» Task instructions
a. Write out the passage of the article on endophytic bacteria from Arcangelisia flava that begins at the words "Enggano Island is" and stops after "and Maluku [3].".
b. Extend the article on endophytic bacteria from Arcangelisia flava, picking up after its last sentence.

» Source text
= = = =
Exploration studies of endophytic bacteria from Arcangelisia flava (L.) and their potential have not much been conducted. This research aims to explore and characterize the antimicrobial activity of endophytic bacteria in A. flava against pathogenic bacteria. This research consists of several steps including the isolation of bacteria, screening of the antimicrobial activity assay using the dual cross streak method, molecular identification through 16s rDNA analysis, and characterization of bioactive compound production through PKS-NRPS gene detection and GC-MS analysis. There are 29 endophytic bacteria that were successfully isolated from A. flava. The antimicrobial activity showed that there are four potential isolates AKEBG21, AKEBG23, AKEBG25, and AKEBG28 that can inhibit the growth of pathogenic bacteria such as Escherichia coli, Staphylococcus aureus, and Pseudomonas aeruginosa. The 16S rDNA sequence analysis showed that these isolates are identified as Bacillus cereus. These four isolates are identified as able to produce the bioactive compounds through the detection of polyketide synthase (PKS) and nonribosomal peptide synthase (NRPS)-encoding genes. B. cereus AKEBG23 has the highest inhibition against pathogenic bacteria, and according to the GC-MS analysis, five major compounds are allegedly involved in its antimicrobial activity such as butylated hydroxytoluene (BHT), diisooctyl phthalate, E-15-heptadecenal, 1-heneicosanol, and E-14-hexadecenal. This result suggested that B. cereus AKEBG23 as the endophytic bacterium from A. flava has a beneficial role as well as the plant itself. The bacterium produces several bioactive compounds that are allegedly involved in its antimicrobial activity against pathogenic bacteria.

1. Introduction

Enggano Island is one of the outer islands in Indonesia which administratively belongs to the Bengkulu Province (Figure 1). As one of the outer islands, Enggano has a high floral diversity in several ecosystems such as mangrove, beach, riparian, natural forest, and swamp ecosystems. The high floral diversity in Enggano included the medicinal plants utilized by local people as the traditional medicine inherited from the former generation [1]. Arcangelisia flava (L.) is one of the medicinal plants found in Enggano. The local people named “kayu kuning” (yellow wood) or “akar kuning” (yellow root), which generally consists of three different species such as Arcangelisia flava (L.), Fibraurea tinctoria and Coscinium fenestratum [2]. A. flava is widely distributed in Indonesia, such as in Sumatera, Kalimantan, Sulawesi, Java, and Maluku [3].
= = = =
» Information supplied
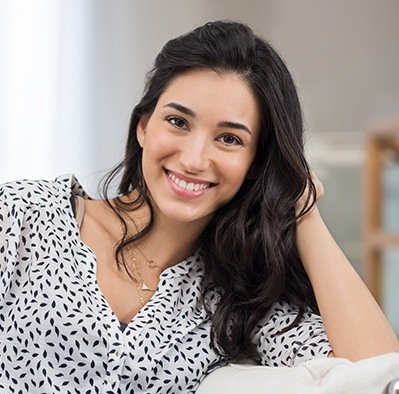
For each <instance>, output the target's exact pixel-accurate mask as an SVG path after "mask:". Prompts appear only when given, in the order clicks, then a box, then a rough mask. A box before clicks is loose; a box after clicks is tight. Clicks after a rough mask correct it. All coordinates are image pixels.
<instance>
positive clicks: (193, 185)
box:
= = = =
» Answers per task
a.
Enggano Island is one of the outer islands in Indonesia which administratively belongs to the Bengkulu Province (Figure 1). As one of the outer islands, Enggano has a high floral diversity in several ecosystems such as mangrove, beach, riparian, natural forest, and swamp ecosystems. The high floral diversity in Enggano included the medicinal plants utilized by local people as the traditional medicine inherited from the former generation [1]. Arcangelisia flava (L.) is one of the medicinal plants found in Enggano. The local people named “kayu kuning” (yellow wood) or “akar kuning” (yellow root), which generally consists of three different species such as Arcangelisia flava (L.), Fibraurea tinctoria and Coscinium fenestratum [2]. A. flava is widely distributed in Indonesia, such as in Sumatera, Kalimantan, Sulawesi, Java, and Maluku [3].

b.
The local people use the A. flava plants to treat several diseases such as malaria, dysentery, and fever [4, 5]. Previous research has also shown the potency of A. flava as the producer of an antioxidant, antidiabetic, and antimicrobial compound such as berberine [68]. Previous research also reported that the alkaloid extract from A. flava. has the potential to treat skin-related fungal infections caused by Candida albicans and Trichophyton mentagrophytes [6].

The potential of A. flava as a medicinal plant is not only found in the direct usage of the plant metabolite, but also its endophytic microbes reside in it. Several endophytic microbes isolated from A. flava leaves produce the antimicrobial compound. Previous research reported that coelomycetes AFKR-18, the endophytic fungi isolated from A. flava, produce pachybasin as the major antimicrobial and antifungal compound against Escherichia coli, Bacillus subtilis, Micrococcus luteus, Candida albicans, and Aspergillus flavus [9]. Coelomycetes also produce phloroglucinol which has strong antimicrobial activity against E. coli [10]. Instead of fungi, a recent study also reported that some endophytic bacteria from A. flava have antimicrobial activity, such as Bacillus cereus AKEBG28, which has antimicrobial activity against Escherichia coli and Staphylococcus aureus [11].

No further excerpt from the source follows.